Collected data

○ ○ ○ ○

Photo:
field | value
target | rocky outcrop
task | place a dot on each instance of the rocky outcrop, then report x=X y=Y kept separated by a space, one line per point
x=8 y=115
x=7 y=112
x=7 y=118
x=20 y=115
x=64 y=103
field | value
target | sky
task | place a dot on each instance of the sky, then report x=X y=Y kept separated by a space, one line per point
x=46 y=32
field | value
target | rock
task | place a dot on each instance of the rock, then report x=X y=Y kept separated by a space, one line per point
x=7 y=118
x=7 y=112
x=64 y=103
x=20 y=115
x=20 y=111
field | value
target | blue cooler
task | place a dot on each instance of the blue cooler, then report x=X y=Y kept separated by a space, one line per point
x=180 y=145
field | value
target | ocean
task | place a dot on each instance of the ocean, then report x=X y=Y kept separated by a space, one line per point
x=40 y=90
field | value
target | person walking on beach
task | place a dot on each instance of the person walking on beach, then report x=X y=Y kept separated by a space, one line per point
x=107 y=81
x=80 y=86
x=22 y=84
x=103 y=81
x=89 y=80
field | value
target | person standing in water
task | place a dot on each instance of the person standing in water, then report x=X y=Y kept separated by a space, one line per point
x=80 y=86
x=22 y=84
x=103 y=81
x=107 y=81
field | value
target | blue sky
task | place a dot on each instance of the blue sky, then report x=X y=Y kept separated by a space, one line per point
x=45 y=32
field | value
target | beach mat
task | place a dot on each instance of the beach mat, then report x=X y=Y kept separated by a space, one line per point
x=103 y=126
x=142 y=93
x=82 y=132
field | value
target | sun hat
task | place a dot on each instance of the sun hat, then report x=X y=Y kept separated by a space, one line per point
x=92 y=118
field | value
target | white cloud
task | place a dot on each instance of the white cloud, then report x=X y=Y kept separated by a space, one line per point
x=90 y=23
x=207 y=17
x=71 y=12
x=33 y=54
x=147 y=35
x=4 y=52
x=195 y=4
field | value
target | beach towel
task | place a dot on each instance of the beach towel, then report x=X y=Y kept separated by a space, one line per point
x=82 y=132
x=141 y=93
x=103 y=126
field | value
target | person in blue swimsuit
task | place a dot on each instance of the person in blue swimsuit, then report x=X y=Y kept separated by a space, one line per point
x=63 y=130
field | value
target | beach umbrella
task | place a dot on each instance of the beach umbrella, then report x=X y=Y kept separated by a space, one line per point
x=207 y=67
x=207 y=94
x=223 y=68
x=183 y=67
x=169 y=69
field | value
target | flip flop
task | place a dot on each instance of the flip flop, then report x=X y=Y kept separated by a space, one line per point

○ ○ ○ ○

## Directions for this task
Only the lines that contain the string "flip" should be copied from the entries above.

## Answer box
target | flip flop
task | place a dot on each instance of the flip flop, then report x=X y=Y kept separated by a space, one line per point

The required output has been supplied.